Input rows:
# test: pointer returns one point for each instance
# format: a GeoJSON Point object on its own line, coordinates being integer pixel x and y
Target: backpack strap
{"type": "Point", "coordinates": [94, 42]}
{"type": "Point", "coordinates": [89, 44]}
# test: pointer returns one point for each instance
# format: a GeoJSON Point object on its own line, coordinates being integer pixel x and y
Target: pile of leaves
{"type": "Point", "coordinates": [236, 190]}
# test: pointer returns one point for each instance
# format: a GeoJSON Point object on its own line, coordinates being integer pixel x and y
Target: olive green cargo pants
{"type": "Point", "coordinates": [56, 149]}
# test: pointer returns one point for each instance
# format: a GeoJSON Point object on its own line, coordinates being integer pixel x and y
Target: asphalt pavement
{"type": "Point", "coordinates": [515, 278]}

Aim: Rewrite every line of the material above, including the requests, scaling each point coordinate by 0.55 and rounding to the nearest whole number, with halves rounded up. Leave all other text unchanged.

Result for this task:
# test: pointer returns one point for each instance
# format: a GeoJSON Point object on its own line, coordinates being integer pixel x and y
Target: backpack strap
{"type": "Point", "coordinates": [52, 23]}
{"type": "Point", "coordinates": [49, 24]}
# test: pointer returns one point for each instance
# format: a GeoJSON Point object on its own line, coordinates being integer pixel x and y
Target: pile of leaves
{"type": "Point", "coordinates": [130, 105]}
# test: pointer returns one point for each instance
# format: a GeoJSON Point object on its own line, coordinates being integer pixel x and y
Target: olive green cargo pants
{"type": "Point", "coordinates": [31, 82]}
# test: pointer returns one point for each instance
# format: a GeoJSON Point object on its own line, coordinates being integer pixel x and y
Target: asphalt pavement
{"type": "Point", "coordinates": [283, 153]}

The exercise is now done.